▸ Task to complete: According to the article on the DRC water project, how long will the project take to complete?

▸ Given passage:

-----

The project in the war-torn Democratic Republic of Congo (DRC) includes hacking through lava deposits from a live volcano to lay pipes for the water.

It is being funded by the UK Department for International Development.

International Development Secretary Justine Greening visited Mercy Corps headquarters in Sciennes to meet programme director Lisa Seymour and hear more about the scheme.

Ms Seymour, 30, who was out in DRC before Christmas and will make another visit later this year, said: “This is our biggest grant from DFID [Department for International Development] to date. We already have a water project in the city of Goma, which will benefit 350,000 people, and this will build on that and establish water networks in at least two other cities, reaching another 1.5 million people.”

The work involves renovating existing, pipeworks and building new infrastructure.

She said: “Goma has a live volcano right next to it which erupted in 2006 and there is a lot of manual work involved in getting through the lava. You would normally drill through it with machinery, but a lot of it has to be done by hand. It is quite an arduous task.”

The project will take up to five years to complete.

Five million people died in a war between the government and rebel groups in 1998-2003.

The conflict continues and millions of people have been displaced.

Ms Seymour said 51 million people in DRC – three-quarters of the population – had no access to clean water. “Water-borne diseases are rife and when a child has diarrhoea, for example, and you want to rehydrate them all you have to give them is more dirty water. It is a vicious circle.

-----

▸ Entries supplied:
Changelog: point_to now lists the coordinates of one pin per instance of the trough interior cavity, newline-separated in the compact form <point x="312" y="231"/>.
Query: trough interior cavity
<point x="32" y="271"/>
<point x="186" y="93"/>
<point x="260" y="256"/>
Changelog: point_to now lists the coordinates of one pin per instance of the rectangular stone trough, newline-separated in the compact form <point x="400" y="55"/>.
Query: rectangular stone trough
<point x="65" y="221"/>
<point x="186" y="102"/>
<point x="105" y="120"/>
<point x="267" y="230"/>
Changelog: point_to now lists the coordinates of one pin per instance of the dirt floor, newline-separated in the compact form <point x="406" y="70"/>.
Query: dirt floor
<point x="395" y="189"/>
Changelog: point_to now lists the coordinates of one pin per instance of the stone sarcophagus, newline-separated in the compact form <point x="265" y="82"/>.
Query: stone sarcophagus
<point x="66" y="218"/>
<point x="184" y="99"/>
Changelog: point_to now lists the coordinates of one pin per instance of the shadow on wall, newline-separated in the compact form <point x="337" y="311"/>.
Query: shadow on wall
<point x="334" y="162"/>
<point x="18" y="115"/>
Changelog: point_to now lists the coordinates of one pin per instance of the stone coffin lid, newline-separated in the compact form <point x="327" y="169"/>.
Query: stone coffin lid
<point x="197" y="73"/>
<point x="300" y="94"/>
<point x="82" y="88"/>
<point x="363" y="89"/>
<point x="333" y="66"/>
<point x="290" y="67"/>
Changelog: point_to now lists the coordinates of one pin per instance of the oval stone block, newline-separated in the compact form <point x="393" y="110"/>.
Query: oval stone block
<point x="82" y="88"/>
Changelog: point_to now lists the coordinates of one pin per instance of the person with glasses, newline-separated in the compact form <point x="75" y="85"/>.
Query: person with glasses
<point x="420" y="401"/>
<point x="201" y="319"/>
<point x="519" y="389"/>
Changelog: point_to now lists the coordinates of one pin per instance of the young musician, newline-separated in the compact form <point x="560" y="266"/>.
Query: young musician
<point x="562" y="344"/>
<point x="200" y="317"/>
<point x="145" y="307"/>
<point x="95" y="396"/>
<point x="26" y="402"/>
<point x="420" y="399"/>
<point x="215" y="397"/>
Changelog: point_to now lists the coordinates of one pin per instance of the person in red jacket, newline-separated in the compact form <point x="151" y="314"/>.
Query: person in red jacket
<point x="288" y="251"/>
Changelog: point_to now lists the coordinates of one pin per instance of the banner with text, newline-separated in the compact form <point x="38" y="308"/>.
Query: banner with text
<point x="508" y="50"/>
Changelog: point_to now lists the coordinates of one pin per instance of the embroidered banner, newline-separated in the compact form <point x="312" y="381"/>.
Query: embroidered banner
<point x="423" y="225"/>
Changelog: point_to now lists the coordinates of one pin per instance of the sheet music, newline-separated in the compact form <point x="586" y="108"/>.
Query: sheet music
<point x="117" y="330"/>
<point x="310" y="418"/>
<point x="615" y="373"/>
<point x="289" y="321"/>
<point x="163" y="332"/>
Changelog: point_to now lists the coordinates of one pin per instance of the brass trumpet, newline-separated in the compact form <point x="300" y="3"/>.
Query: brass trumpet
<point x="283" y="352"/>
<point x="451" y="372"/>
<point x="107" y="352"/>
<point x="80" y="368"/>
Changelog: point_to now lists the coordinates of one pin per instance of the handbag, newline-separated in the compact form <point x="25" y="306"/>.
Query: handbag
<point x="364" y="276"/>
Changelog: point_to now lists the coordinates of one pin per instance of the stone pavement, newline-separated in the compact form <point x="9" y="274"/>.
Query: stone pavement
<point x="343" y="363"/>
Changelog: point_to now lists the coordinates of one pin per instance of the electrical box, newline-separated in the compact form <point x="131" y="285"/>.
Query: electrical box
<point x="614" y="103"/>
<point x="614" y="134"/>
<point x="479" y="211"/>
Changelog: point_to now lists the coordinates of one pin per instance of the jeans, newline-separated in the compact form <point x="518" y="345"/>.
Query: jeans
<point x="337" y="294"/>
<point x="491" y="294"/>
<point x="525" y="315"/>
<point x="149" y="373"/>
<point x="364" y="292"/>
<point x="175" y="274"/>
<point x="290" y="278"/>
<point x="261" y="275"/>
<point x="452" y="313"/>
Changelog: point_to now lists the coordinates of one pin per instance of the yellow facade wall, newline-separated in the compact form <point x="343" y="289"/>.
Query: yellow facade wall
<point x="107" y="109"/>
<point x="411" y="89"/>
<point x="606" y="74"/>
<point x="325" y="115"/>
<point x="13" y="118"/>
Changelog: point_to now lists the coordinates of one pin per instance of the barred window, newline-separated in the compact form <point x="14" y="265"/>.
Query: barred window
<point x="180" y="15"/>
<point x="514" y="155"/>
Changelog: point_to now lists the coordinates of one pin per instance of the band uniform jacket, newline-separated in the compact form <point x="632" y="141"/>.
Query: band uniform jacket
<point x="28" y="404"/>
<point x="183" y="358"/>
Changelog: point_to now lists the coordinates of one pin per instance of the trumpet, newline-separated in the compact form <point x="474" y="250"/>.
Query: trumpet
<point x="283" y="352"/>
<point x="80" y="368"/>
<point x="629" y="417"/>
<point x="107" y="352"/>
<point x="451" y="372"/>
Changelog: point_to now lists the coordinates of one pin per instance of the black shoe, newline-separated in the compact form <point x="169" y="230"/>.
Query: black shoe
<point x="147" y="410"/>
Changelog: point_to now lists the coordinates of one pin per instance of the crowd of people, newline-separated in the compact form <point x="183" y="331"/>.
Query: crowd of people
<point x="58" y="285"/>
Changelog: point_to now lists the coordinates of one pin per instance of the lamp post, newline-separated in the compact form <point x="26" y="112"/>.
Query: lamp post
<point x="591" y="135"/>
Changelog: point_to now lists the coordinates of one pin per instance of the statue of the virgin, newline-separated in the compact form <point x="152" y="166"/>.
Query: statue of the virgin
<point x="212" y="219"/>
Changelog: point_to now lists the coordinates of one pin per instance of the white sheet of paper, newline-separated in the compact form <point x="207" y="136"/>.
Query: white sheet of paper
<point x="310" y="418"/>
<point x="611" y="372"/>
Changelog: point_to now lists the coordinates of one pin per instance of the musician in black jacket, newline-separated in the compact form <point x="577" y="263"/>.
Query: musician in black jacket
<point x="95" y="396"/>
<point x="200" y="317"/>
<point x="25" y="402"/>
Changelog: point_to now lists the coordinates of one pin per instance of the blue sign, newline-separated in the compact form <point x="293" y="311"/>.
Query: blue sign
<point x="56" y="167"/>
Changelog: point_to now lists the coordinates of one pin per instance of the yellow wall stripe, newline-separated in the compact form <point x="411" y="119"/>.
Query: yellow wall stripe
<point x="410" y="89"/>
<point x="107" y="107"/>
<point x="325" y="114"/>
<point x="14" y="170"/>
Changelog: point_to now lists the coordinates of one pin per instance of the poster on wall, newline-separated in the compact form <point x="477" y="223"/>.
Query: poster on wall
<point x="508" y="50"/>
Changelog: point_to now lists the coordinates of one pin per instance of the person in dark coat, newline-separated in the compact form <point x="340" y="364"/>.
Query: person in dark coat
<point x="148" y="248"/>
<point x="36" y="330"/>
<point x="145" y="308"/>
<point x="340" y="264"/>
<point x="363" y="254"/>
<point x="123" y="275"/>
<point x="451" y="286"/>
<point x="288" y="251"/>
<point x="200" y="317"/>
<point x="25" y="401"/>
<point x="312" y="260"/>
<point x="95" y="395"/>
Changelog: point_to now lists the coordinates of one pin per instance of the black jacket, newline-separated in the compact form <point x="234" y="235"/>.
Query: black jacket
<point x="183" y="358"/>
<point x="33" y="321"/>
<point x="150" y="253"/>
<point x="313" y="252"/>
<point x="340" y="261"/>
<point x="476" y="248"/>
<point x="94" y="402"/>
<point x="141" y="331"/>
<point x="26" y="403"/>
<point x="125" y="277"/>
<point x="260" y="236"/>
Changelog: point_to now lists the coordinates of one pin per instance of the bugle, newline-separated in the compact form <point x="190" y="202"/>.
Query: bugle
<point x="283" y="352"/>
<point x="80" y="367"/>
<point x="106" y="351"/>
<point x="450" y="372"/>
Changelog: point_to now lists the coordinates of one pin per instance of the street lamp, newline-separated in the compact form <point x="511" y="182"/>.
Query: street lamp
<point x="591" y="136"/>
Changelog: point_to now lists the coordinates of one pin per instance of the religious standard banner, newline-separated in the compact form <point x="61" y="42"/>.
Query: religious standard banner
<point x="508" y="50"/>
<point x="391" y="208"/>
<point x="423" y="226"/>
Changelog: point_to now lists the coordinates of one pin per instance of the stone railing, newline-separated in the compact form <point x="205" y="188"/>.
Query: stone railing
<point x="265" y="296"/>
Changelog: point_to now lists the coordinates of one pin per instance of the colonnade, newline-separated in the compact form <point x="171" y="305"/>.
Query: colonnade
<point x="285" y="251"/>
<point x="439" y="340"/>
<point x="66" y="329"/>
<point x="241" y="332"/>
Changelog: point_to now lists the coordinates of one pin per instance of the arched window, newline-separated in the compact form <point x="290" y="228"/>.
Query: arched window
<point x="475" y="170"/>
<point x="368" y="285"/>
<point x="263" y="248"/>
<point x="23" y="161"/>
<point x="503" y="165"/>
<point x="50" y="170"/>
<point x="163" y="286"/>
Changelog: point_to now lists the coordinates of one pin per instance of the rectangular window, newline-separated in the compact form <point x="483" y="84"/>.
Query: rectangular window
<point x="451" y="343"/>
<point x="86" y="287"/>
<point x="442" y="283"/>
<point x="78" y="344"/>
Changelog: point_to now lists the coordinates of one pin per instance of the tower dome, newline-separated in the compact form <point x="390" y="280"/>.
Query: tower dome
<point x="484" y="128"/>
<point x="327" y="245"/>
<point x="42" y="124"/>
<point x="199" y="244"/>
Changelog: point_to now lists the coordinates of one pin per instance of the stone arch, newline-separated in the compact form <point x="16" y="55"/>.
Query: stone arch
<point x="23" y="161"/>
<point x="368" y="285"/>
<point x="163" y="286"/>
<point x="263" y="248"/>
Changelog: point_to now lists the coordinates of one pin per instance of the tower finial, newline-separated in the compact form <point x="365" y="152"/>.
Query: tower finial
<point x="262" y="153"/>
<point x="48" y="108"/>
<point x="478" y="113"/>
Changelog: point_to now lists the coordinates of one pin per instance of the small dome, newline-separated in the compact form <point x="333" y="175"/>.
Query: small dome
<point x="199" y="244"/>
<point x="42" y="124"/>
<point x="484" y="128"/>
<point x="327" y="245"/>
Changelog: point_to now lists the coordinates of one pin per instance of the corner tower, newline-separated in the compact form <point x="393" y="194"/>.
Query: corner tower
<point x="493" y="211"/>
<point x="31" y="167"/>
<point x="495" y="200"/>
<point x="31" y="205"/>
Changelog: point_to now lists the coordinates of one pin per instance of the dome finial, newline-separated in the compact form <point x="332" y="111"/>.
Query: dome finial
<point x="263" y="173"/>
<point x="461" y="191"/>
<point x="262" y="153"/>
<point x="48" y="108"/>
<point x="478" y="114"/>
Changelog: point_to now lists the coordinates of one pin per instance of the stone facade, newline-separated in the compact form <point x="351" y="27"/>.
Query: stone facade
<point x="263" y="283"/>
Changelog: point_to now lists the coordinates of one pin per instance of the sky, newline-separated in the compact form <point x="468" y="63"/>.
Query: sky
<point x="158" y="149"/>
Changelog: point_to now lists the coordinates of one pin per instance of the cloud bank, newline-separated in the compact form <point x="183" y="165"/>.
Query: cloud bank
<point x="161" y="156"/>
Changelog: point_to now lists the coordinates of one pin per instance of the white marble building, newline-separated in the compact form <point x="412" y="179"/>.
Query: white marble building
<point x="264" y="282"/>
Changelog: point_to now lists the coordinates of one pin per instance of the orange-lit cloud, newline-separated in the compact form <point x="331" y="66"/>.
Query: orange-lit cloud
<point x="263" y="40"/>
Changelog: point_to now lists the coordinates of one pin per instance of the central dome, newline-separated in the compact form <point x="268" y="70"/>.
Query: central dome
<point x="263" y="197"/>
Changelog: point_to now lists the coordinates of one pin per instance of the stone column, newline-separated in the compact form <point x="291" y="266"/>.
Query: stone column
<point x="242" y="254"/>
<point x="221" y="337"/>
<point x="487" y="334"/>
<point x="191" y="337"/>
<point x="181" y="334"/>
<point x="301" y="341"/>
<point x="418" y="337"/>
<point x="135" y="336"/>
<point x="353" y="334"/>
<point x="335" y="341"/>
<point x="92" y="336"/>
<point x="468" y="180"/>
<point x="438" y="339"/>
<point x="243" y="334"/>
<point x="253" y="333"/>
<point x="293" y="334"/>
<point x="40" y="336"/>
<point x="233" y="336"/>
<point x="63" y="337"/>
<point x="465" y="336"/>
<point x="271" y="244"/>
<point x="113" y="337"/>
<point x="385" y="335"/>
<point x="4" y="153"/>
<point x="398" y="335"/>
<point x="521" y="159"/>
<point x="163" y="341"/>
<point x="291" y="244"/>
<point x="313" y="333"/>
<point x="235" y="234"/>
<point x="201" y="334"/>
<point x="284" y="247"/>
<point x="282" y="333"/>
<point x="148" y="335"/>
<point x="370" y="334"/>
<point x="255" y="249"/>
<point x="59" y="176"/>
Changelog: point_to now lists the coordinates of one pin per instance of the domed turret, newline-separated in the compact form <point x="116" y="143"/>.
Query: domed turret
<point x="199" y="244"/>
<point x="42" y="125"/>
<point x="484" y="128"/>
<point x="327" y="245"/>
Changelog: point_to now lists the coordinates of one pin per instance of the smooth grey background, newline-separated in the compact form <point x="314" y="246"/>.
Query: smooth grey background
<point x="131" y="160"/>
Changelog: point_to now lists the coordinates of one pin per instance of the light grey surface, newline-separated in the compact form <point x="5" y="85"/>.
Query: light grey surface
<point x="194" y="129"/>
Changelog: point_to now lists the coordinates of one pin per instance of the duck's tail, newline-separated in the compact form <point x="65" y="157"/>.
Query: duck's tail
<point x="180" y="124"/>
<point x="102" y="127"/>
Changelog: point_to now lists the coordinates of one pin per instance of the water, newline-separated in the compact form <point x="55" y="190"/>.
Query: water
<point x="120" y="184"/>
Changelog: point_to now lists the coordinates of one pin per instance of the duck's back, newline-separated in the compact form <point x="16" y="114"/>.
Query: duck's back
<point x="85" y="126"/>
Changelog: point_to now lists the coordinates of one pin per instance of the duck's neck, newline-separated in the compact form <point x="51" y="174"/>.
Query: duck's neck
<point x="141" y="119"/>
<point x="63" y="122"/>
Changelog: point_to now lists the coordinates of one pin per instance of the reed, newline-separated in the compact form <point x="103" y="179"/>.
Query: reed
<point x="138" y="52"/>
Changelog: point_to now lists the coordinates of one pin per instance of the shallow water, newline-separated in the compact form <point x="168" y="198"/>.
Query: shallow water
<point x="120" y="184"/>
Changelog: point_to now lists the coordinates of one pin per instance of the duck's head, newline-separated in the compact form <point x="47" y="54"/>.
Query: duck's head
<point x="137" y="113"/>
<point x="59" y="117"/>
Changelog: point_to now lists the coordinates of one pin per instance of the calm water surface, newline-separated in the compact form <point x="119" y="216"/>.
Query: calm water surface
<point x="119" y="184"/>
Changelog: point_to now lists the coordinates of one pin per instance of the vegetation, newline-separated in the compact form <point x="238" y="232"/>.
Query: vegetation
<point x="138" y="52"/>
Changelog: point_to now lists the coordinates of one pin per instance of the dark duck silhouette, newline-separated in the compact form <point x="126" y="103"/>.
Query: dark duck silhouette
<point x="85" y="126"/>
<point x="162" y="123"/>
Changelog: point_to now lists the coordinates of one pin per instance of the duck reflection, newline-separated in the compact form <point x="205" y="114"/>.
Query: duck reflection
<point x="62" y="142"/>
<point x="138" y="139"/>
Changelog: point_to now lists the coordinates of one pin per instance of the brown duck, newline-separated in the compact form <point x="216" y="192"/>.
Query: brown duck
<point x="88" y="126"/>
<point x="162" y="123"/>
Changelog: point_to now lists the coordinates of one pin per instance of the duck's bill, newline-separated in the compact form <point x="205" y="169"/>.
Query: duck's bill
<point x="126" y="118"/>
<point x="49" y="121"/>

-----

▸ Exercise answer: Up to five years.